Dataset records
+++++
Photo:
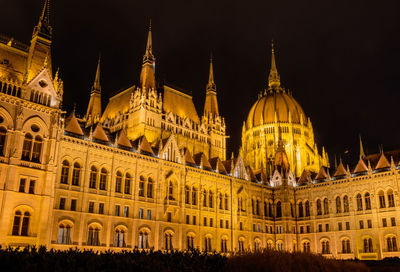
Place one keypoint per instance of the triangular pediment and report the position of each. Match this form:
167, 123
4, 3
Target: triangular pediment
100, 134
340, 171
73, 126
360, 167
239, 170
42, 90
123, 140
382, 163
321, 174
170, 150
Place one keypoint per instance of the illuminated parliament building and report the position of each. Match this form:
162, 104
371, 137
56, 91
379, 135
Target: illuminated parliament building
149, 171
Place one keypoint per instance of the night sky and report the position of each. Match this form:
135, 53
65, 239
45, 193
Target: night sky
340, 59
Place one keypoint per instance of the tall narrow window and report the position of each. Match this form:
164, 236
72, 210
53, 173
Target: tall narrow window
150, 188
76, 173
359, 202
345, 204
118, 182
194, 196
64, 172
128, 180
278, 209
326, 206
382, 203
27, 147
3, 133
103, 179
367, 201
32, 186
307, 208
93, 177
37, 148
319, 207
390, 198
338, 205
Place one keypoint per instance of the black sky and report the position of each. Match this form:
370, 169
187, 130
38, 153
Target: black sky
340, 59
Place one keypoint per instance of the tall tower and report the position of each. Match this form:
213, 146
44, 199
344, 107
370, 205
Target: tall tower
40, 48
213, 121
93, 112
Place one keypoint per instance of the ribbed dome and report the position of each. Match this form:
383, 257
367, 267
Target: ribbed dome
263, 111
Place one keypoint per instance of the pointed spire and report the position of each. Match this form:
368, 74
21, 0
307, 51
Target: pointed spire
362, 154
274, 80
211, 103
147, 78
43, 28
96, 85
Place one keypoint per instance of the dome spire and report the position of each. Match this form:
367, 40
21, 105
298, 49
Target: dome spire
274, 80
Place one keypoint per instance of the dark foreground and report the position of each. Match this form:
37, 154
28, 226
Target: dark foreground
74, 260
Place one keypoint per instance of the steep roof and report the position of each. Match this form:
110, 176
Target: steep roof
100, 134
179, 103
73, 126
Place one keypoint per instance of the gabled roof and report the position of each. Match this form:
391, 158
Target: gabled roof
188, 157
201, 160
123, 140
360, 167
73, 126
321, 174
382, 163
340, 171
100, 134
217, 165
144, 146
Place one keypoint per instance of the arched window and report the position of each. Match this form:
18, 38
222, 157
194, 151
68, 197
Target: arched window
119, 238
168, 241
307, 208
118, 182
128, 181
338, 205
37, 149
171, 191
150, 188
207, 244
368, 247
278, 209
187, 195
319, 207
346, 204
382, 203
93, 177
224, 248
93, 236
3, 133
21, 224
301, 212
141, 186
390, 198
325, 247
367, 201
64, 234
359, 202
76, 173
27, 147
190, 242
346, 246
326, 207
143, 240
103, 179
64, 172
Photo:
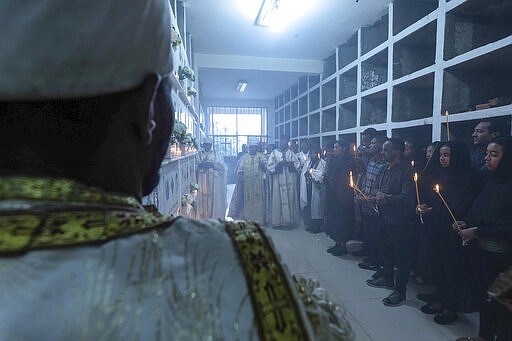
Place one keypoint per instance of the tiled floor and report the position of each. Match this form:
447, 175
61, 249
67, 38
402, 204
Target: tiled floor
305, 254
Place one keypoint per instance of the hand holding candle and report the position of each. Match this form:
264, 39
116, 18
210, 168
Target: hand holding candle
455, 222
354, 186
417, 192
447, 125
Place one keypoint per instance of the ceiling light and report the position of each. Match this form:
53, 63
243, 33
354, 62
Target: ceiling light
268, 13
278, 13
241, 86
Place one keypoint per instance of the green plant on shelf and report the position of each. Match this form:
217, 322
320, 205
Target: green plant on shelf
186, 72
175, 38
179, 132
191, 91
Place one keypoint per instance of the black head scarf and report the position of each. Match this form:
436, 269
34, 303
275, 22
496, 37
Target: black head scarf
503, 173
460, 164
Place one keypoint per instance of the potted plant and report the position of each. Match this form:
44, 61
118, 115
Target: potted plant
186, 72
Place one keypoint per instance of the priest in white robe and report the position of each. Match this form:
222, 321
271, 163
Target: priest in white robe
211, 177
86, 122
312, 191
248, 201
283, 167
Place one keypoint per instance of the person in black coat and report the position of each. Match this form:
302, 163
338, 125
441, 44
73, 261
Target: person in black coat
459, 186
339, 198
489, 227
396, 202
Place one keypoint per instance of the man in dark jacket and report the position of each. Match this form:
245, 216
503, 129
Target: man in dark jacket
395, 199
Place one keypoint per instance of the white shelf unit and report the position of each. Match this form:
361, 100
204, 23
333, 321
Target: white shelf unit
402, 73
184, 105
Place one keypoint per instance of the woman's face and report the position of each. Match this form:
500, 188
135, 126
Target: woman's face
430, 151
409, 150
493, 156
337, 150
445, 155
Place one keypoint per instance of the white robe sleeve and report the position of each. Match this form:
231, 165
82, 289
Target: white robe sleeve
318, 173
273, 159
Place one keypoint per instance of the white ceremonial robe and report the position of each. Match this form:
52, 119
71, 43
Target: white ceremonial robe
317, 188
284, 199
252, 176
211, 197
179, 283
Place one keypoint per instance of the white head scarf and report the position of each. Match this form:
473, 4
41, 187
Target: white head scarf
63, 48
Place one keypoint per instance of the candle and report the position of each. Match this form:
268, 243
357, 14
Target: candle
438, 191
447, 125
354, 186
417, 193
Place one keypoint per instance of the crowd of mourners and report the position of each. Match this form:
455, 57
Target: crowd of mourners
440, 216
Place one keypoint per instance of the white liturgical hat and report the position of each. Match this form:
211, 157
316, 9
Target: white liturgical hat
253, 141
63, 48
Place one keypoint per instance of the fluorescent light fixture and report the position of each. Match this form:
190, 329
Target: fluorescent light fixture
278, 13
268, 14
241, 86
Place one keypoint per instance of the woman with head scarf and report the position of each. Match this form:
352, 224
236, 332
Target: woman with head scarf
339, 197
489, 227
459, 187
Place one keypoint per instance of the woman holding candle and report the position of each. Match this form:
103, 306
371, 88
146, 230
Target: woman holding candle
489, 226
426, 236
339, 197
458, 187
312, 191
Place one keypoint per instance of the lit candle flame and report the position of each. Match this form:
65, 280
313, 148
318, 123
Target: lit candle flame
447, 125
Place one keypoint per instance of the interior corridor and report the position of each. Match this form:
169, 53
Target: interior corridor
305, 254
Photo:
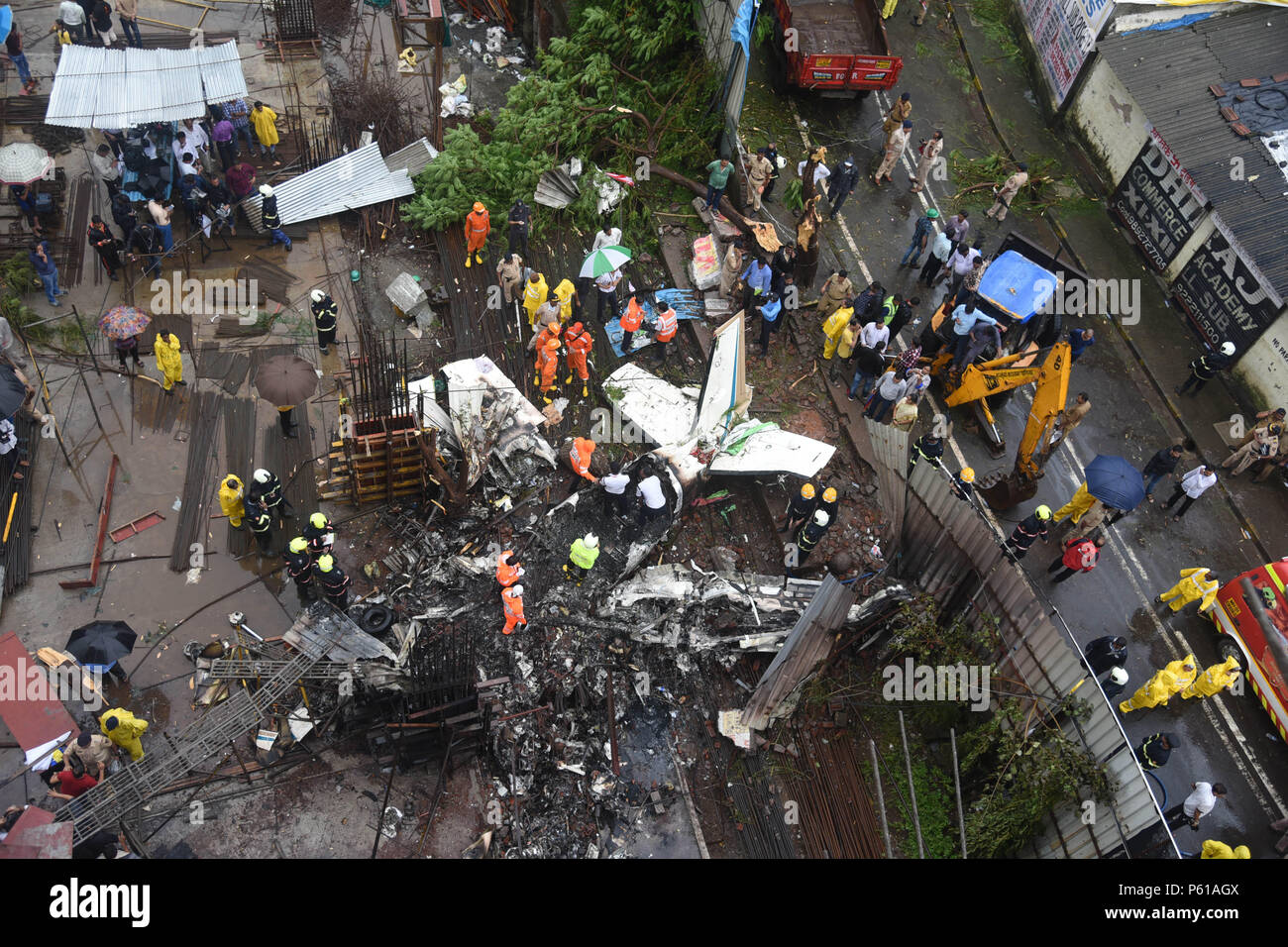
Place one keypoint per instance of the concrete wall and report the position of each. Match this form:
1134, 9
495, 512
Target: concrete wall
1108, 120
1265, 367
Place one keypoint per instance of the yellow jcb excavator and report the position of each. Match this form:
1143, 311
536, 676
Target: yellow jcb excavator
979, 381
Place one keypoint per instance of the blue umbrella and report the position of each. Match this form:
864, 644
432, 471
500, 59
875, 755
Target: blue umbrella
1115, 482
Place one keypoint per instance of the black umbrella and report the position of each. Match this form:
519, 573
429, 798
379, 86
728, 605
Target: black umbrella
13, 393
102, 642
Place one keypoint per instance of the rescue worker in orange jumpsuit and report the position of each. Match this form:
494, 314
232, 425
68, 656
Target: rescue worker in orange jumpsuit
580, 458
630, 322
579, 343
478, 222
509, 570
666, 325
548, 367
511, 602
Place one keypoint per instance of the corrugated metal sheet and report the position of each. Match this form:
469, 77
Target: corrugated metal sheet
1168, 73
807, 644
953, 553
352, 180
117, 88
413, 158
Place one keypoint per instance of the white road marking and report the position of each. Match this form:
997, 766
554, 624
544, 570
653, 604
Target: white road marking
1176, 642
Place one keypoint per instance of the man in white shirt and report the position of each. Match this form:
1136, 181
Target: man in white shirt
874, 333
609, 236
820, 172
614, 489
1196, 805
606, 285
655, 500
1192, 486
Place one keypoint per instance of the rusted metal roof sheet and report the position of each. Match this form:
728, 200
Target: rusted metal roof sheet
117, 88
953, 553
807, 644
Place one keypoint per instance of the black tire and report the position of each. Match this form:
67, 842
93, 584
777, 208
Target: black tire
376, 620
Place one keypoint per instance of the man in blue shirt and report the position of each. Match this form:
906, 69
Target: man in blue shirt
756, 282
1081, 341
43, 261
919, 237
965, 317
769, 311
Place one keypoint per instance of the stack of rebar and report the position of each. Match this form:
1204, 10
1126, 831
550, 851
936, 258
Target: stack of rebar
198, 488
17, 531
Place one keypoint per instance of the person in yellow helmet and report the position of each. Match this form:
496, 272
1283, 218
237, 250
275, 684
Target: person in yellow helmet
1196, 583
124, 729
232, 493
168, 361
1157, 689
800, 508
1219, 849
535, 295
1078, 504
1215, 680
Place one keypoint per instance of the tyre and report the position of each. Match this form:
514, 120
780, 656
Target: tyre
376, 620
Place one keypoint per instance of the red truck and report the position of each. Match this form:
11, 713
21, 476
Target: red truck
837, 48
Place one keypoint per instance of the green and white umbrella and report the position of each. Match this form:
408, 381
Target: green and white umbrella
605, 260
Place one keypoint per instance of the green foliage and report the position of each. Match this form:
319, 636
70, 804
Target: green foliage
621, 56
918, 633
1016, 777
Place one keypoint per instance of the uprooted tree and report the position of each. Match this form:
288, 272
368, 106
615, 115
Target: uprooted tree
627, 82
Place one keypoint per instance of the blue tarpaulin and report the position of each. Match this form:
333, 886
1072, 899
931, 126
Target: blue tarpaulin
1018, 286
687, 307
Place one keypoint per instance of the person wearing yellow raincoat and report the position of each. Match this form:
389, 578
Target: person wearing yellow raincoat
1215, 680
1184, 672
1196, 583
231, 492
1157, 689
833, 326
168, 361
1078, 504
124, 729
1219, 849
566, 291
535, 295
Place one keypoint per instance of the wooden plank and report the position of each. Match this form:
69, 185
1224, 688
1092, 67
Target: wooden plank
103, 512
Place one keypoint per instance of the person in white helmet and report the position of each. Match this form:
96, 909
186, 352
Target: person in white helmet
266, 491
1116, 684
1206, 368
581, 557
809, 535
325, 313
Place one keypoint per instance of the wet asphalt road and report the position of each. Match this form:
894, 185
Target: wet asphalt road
+++++
▸ **Requirement**
Starting with the line that contains "Place one keypoint per instance of the stack", repeat each line through the last one exactly as it appears. Include both ends and nothing more.

▸ **The output**
Place one keypoint per instance of the stack of rebar and report the position of each. Match this form:
1204, 10
1126, 831
550, 851
936, 258
Target: stack of rebar
198, 488
17, 531
Place one keypoint per instance of the person in yellow helmet and report the position of each. Match this form:
496, 272
1283, 218
237, 250
275, 684
Target: person in yellow helmet
1196, 583
124, 729
232, 493
168, 361
1157, 689
800, 508
1219, 849
535, 295
1078, 504
1215, 680
Place one keypoint per instance of the tyre and report the position of each. Match this form:
514, 120
780, 656
Target: tyre
376, 620
Place one keypoint per instance of the red truck and report the position of each. Match this form:
11, 713
21, 476
Target: red truck
837, 48
Place one keypoint per instance of the green and white umbrella and report the position of each. Match this form:
408, 381
Target: green and white umbrella
605, 260
Place one keypoint per instance of the green foliage and report the position of each. Match this form:
319, 636
70, 804
Target: green foliage
621, 56
918, 633
1016, 777
Place one keypoint per instance of the uprooted tree and report the position of each. Match this form:
288, 272
368, 106
615, 115
Target: uprooted tree
627, 82
Place one keypoint per instance of the blue tarpaulin and report the position of each. Match this form:
333, 886
1072, 899
931, 126
Target: blue tarpaulin
1018, 286
687, 307
Place one keypoint per instance of the person wearing yellow raincoat and report the position of each. Match this form:
389, 578
Target: person wearing yellow raincoat
1215, 680
1184, 672
1196, 583
231, 492
1157, 689
833, 326
168, 361
1078, 504
124, 729
1219, 849
566, 291
535, 295
Place one keypoint per instance of the wooden plank and report the position of each. Match this form:
69, 185
1224, 688
1092, 67
Target: wooden plank
103, 512
Place one keypoint per instance of the person in white helmet and report the position of each. Match this form:
96, 909
186, 352
Target: person in white helmet
266, 491
1116, 684
1206, 368
581, 557
809, 535
325, 313
Place one keypoint per instance of the wet asphalt road and report the position of each. Match this form:
894, 185
Target: wet asphalt road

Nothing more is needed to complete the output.